[Stored data entries]
········
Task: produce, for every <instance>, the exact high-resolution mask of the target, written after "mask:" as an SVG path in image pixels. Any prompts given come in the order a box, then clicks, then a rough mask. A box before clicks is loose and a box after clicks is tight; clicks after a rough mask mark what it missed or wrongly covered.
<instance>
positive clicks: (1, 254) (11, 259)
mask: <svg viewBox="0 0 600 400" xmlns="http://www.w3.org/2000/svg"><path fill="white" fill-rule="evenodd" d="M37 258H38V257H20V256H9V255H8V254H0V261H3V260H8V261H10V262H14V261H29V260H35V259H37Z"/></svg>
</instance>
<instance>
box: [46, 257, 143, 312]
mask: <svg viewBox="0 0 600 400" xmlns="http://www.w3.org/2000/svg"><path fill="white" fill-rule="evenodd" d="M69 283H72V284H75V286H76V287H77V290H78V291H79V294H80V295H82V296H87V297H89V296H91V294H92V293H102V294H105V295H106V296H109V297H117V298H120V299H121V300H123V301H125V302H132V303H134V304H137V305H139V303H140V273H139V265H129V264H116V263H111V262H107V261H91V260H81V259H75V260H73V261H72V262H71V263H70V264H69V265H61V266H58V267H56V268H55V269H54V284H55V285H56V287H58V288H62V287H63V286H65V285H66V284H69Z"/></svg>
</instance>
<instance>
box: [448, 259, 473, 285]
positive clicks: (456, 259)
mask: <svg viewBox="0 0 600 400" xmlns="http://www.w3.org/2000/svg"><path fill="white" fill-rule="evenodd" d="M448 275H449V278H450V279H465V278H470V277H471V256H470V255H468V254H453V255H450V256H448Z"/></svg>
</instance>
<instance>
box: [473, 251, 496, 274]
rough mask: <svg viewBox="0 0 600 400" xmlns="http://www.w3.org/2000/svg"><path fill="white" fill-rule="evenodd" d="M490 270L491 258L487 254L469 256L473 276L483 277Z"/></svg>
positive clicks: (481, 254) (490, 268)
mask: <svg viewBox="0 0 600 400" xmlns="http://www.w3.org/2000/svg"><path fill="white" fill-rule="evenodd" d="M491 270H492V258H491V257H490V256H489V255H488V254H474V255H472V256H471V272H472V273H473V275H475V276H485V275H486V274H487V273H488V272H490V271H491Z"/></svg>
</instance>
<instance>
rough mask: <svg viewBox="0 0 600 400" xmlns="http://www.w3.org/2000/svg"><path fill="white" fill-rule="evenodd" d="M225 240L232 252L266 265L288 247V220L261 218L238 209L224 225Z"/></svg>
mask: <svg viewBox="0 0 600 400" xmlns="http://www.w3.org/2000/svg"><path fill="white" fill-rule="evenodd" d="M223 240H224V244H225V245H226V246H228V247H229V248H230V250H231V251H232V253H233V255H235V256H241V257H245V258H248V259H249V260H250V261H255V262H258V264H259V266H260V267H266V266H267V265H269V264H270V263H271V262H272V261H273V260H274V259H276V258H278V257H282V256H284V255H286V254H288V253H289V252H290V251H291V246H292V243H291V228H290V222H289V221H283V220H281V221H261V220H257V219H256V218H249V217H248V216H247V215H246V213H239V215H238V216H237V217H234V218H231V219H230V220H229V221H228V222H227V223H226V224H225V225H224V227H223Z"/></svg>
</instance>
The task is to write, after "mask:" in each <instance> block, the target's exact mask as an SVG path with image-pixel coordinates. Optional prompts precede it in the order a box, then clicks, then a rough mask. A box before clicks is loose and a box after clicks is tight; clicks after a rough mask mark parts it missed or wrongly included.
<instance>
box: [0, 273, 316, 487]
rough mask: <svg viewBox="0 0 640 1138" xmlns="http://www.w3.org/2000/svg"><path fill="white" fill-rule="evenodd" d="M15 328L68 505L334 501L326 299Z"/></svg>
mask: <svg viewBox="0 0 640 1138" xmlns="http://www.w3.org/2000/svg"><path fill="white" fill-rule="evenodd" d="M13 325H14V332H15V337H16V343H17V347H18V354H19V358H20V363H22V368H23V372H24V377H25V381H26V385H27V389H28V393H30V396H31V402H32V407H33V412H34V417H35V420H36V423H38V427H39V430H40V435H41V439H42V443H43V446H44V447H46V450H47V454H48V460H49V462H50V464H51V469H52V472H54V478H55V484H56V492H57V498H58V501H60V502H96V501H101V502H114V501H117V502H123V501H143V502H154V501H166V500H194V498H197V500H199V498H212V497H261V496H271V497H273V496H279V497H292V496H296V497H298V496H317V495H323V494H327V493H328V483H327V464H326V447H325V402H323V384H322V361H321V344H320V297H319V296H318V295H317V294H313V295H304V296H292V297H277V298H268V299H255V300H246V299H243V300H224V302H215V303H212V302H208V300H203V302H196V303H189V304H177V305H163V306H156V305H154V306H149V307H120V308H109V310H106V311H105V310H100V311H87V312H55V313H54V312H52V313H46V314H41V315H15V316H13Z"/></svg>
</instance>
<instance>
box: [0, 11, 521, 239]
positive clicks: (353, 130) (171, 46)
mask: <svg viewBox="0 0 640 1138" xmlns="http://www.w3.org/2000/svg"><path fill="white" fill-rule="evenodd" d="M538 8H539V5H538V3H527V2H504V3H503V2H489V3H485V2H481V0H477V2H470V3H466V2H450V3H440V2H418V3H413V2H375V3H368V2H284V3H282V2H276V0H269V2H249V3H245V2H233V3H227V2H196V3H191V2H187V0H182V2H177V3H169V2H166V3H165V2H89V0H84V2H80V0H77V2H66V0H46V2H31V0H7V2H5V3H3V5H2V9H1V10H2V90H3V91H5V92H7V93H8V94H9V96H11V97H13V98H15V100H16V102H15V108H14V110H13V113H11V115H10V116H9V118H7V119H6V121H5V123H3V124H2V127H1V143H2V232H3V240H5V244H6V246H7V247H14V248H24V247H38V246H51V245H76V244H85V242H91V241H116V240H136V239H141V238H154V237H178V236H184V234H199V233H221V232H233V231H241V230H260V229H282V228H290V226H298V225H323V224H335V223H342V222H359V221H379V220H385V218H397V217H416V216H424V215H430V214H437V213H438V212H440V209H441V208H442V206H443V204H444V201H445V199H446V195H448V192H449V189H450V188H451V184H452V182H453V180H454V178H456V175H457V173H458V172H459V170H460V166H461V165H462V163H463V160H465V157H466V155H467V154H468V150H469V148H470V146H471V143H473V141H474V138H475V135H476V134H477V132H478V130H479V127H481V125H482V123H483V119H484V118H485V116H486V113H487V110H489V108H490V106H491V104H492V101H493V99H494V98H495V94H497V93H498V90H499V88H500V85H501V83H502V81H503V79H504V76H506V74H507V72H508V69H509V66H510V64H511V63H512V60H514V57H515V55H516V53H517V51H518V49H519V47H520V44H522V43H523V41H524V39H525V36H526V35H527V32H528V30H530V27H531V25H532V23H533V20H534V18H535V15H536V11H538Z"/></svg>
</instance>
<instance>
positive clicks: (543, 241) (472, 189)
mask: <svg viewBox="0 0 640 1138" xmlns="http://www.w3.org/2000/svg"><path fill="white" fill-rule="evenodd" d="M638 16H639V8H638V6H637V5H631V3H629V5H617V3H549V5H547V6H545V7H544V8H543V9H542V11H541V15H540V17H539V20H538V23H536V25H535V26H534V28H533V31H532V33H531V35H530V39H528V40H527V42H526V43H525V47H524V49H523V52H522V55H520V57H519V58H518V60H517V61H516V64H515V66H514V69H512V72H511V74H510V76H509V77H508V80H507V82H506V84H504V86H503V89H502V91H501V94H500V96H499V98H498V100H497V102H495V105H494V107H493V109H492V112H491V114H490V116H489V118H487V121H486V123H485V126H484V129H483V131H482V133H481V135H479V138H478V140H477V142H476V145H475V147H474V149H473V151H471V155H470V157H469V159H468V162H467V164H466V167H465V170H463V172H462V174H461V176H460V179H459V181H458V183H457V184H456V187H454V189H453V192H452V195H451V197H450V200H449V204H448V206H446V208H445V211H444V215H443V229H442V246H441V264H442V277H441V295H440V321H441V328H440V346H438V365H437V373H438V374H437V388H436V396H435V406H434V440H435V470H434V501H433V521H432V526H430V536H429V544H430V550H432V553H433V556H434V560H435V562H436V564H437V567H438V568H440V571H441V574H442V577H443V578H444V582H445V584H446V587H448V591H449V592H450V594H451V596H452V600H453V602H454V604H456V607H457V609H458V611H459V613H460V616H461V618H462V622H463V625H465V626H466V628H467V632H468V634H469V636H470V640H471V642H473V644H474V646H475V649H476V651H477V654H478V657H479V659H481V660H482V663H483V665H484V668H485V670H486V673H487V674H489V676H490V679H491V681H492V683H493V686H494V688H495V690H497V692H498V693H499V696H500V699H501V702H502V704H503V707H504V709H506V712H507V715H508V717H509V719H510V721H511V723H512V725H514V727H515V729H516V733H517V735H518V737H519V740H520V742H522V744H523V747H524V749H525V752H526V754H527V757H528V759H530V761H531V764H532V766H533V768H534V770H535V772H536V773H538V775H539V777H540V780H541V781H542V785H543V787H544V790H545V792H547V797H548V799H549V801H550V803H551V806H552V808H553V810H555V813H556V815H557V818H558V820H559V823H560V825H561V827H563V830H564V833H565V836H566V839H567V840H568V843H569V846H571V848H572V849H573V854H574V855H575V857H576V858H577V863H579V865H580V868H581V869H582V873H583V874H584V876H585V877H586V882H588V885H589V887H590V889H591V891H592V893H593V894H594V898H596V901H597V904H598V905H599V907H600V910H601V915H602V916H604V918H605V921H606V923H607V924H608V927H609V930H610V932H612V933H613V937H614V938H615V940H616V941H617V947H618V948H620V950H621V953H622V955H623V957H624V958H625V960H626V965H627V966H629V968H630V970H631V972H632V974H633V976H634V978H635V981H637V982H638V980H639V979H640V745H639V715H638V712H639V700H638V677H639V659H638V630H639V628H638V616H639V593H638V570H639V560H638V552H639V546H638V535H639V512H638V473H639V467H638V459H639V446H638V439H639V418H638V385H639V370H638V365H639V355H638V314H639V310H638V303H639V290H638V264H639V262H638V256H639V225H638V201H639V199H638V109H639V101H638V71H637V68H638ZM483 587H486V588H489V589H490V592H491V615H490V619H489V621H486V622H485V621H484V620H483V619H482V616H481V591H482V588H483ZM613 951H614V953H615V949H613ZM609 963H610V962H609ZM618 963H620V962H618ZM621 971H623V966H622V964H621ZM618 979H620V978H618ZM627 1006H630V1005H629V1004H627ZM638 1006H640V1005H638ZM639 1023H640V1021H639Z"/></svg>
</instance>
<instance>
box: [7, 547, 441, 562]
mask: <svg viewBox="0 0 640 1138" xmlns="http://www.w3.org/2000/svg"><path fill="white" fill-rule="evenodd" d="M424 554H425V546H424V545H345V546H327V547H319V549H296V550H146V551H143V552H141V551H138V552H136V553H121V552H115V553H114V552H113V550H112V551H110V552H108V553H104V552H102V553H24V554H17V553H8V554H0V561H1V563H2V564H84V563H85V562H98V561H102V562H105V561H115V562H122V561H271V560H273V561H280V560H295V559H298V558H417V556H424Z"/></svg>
········
### Requirement
Take the lines above from the one containing "positive clicks: (481, 254) (490, 268)" to the one containing "box: [0, 273, 316, 487]" and retype them exactly, both ends included, with nothing added.

### Reply
positive clicks: (481, 254) (490, 268)
mask: <svg viewBox="0 0 600 400" xmlns="http://www.w3.org/2000/svg"><path fill="white" fill-rule="evenodd" d="M491 270H492V258H491V257H490V256H489V255H488V254H474V255H472V256H471V272H472V273H473V275H475V276H485V275H486V274H487V273H488V272H490V271H491Z"/></svg>
</instance>
<instance>
rough mask: <svg viewBox="0 0 600 400" xmlns="http://www.w3.org/2000/svg"><path fill="white" fill-rule="evenodd" d="M225 240L232 252L266 265L288 247V220L261 218L238 209L224 225Z"/></svg>
mask: <svg viewBox="0 0 600 400" xmlns="http://www.w3.org/2000/svg"><path fill="white" fill-rule="evenodd" d="M223 240H224V244H225V245H226V246H228V247H229V248H230V250H231V251H232V253H233V255H235V256H241V257H245V258H248V259H249V260H250V261H255V262H258V264H259V266H260V267H266V266H267V265H269V264H270V263H271V262H272V261H273V260H274V259H276V258H278V257H282V256H284V255H286V254H288V253H289V252H290V251H291V246H292V243H291V228H290V222H289V221H283V220H281V221H261V220H257V219H256V218H249V217H248V216H247V215H246V213H239V215H238V216H237V217H234V218H231V219H230V220H229V221H228V222H227V223H226V224H225V225H224V227H223Z"/></svg>
</instance>
The task is to write, after "mask:" in each <instance> block, the target's exact mask as an SVG path with image-pixel coordinates. Optional prompts precede it in the order a box, then clicks, then a rough mask. A box before clicks is loose and a box after clicks is tight; clicks after a rough mask mark parts it missed or wrongly included.
<instance>
box: [0, 273, 316, 487]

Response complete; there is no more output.